▶ **ACTIVITY**
Starting at the line that contains "Query: white boat", output each line through the end of the data exactly, and nothing more.
══════════
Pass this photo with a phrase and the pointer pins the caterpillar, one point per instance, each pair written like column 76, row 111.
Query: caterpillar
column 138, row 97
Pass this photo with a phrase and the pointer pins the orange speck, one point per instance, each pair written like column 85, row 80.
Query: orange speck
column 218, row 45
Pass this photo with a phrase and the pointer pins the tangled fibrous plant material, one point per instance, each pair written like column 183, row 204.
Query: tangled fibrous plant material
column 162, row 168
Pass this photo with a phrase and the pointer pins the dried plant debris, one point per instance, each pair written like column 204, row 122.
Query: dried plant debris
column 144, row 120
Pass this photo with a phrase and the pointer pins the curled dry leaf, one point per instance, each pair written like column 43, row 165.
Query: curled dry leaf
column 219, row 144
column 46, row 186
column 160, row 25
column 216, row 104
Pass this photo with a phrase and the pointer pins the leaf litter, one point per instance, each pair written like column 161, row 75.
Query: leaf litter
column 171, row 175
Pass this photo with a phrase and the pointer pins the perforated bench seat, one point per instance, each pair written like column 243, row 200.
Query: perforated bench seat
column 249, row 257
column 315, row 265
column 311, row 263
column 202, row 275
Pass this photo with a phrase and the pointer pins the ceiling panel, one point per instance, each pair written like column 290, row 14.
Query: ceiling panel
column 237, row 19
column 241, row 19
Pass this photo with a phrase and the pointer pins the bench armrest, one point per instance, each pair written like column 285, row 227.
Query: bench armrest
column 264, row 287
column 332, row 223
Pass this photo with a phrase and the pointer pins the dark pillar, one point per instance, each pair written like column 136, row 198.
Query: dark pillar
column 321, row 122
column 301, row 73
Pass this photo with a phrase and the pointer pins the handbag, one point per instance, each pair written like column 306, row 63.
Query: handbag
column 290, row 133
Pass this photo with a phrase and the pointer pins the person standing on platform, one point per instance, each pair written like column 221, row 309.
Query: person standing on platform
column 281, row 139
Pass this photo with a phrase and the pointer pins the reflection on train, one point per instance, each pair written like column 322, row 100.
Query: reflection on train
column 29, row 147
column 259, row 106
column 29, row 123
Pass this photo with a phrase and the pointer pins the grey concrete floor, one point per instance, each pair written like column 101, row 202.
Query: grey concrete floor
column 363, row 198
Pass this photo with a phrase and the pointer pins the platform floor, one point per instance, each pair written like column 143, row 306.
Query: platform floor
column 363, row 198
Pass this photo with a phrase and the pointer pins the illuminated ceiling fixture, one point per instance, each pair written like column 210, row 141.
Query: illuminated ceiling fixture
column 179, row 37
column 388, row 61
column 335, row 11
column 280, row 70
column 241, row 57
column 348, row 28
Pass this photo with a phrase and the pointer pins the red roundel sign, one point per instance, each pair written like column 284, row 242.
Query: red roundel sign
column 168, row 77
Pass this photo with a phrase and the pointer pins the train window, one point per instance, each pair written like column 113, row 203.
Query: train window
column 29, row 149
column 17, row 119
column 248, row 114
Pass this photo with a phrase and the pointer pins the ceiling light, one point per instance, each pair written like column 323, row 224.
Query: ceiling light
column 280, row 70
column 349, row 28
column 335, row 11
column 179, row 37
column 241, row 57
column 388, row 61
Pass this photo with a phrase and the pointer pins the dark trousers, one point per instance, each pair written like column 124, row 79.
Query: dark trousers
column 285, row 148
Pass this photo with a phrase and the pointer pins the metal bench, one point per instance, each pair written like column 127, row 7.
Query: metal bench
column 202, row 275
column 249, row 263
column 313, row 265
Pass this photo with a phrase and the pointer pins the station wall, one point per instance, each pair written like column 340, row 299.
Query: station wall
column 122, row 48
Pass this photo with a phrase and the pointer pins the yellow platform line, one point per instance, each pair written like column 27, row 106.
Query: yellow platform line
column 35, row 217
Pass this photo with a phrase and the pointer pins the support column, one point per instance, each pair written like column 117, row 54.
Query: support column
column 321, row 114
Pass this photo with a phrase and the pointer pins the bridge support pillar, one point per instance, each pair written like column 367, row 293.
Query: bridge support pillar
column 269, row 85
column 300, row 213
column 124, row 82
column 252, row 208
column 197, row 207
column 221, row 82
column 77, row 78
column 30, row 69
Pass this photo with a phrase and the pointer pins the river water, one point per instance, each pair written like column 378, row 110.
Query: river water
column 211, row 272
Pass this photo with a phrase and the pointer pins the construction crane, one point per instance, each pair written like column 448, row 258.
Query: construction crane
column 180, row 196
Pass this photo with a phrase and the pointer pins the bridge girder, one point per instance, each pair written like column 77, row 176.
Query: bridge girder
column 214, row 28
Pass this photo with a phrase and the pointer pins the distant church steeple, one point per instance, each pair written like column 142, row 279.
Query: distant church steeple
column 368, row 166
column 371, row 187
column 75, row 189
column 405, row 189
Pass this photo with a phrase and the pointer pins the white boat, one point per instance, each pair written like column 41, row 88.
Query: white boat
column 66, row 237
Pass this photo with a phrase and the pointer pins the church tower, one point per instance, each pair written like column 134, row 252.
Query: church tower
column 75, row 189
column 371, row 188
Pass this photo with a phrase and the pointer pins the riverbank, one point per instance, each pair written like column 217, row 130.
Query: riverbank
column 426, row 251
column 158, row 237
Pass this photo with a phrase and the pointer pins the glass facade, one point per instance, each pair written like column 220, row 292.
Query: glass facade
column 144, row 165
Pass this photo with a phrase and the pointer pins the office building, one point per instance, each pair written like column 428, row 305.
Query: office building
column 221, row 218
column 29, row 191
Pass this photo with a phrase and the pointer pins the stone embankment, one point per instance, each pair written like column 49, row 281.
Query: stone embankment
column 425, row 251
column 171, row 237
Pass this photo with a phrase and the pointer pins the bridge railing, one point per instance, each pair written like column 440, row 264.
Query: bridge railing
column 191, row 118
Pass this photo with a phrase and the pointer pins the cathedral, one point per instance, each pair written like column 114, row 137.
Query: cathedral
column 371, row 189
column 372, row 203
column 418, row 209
══════════
▶ **ANSWER BELOW**
Query: white boat
column 66, row 237
Pass this photo with a phrase and the pointer pins the church tower, one point per instance, each pair written like column 134, row 252.
Query: church tower
column 75, row 189
column 371, row 188
Pass this photo with a phrase and the pointer pins the riverbank, one point per instance, each pair written like column 217, row 130.
Query: riverbank
column 426, row 251
column 158, row 237
Pass this photo with a phrase and the pointer pins the glass facade, one point per instance, each pair written like column 220, row 292.
Query: glass facade
column 144, row 165
Pass this photo with a phrase and the pointer pins the office building, one point per instance, each pair written like column 428, row 305.
Query: office building
column 221, row 218
column 29, row 191
Pass this photo with a phrase and the pointer pins the stone embankment, one point per instance, each pair written like column 49, row 281.
Query: stone embankment
column 425, row 251
column 171, row 237
Pass this photo with a phrase and the pointer pins the bridge railing, one point per instance, each pair written like column 440, row 264.
Query: bridge railing
column 191, row 118
Pass this photo with a phrase and the pointer pins the cathedral, one point per instance, each pair written like column 114, row 137.
Query: cathedral
column 371, row 189
column 372, row 203
column 418, row 209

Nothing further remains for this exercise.